--- BEGIN ---

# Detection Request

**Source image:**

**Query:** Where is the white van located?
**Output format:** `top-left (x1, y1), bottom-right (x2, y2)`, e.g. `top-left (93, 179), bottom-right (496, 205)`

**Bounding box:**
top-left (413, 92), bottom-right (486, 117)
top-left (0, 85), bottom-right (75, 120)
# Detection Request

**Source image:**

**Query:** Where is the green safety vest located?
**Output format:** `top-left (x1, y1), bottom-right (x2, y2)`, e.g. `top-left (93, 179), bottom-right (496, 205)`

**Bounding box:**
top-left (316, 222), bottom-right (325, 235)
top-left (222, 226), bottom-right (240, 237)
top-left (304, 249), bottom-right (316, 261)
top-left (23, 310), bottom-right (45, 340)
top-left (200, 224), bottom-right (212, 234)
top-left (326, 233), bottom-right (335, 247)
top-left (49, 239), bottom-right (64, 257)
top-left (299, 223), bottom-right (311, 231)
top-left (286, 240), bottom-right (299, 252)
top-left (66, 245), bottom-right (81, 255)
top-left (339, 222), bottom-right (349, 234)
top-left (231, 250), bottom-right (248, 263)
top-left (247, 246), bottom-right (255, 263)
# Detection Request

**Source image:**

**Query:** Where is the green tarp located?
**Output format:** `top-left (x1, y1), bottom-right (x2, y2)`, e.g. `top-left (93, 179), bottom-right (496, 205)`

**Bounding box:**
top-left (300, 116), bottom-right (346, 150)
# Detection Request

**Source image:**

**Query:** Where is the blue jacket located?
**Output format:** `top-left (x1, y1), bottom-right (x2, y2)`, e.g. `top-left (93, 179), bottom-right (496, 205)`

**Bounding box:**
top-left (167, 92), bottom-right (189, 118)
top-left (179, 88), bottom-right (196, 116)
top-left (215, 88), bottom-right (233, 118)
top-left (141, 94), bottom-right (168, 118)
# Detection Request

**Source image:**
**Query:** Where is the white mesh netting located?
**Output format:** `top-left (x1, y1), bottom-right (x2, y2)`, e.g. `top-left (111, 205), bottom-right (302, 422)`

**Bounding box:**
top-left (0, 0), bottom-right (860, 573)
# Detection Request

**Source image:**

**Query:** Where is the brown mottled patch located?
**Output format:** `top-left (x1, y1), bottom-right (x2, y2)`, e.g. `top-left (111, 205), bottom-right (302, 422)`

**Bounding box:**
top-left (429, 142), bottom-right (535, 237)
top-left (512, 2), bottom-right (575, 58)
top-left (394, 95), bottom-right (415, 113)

--- END ---

- _Work instructions_:
Write every line of the material above as a JSON array of strings, one string per line and in the same order, leaving out blank lines.

- _Result_:
[
  "# Detection Request",
  "**Source image:**",
  "**Query:** Where is the white van located?",
  "**Output format:** `top-left (x1, y1), bottom-right (x2, y2)`, e.g. `top-left (93, 179), bottom-right (496, 205)`",
  "**Bounding box:**",
  "top-left (413, 92), bottom-right (486, 117)",
  "top-left (0, 85), bottom-right (75, 120)",
  "# Detection Request",
  "**Source image:**",
  "**Query:** Where is the green safety vest located?",
  "**Output format:** `top-left (x1, y1), bottom-right (x2, y2)`, e.g. `top-left (93, 179), bottom-right (496, 205)`",
  "**Bounding box:**",
  "top-left (316, 222), bottom-right (325, 235)",
  "top-left (222, 226), bottom-right (240, 237)",
  "top-left (304, 249), bottom-right (316, 261)",
  "top-left (23, 310), bottom-right (45, 340)",
  "top-left (200, 224), bottom-right (212, 234)",
  "top-left (326, 233), bottom-right (335, 247)",
  "top-left (49, 239), bottom-right (64, 257)",
  "top-left (299, 223), bottom-right (311, 231)",
  "top-left (286, 240), bottom-right (299, 252)",
  "top-left (66, 245), bottom-right (81, 255)",
  "top-left (339, 222), bottom-right (349, 234)",
  "top-left (231, 250), bottom-right (248, 263)",
  "top-left (247, 246), bottom-right (255, 263)",
  "# Detection Request",
  "**Source image:**",
  "**Query:** Where is the green tarp located?",
  "**Output format:** `top-left (x1, y1), bottom-right (x2, y2)`, e.g. `top-left (93, 179), bottom-right (496, 205)`",
  "**Bounding box:**",
  "top-left (300, 116), bottom-right (346, 150)",
  "# Detection Request",
  "**Source image:**",
  "**Query:** Where is the blue jacket located?",
  "**Output format:** `top-left (x1, y1), bottom-right (x2, y2)`, e.g. `top-left (93, 179), bottom-right (496, 205)`",
  "**Bounding box:**",
  "top-left (167, 92), bottom-right (189, 118)",
  "top-left (179, 88), bottom-right (196, 116)",
  "top-left (215, 88), bottom-right (233, 118)",
  "top-left (141, 94), bottom-right (168, 118)",
  "# Detection Request",
  "**Source image:**",
  "**Query:** Where is the white mesh netting located?",
  "**Output format:** `top-left (x1, y1), bottom-right (x2, y2)`, e.g. `top-left (111, 205), bottom-right (302, 422)`",
  "**Bounding box:**",
  "top-left (0, 0), bottom-right (860, 573)",
  "# Detection Request",
  "**Source image:**",
  "**Query:** Where is the brown mottled patch located?",
  "**Output format:** `top-left (x1, y1), bottom-right (x2, y2)`, e.g. `top-left (111, 205), bottom-right (302, 422)`",
  "**Bounding box:**",
  "top-left (429, 142), bottom-right (535, 237)",
  "top-left (512, 2), bottom-right (575, 58)",
  "top-left (394, 95), bottom-right (415, 113)"
]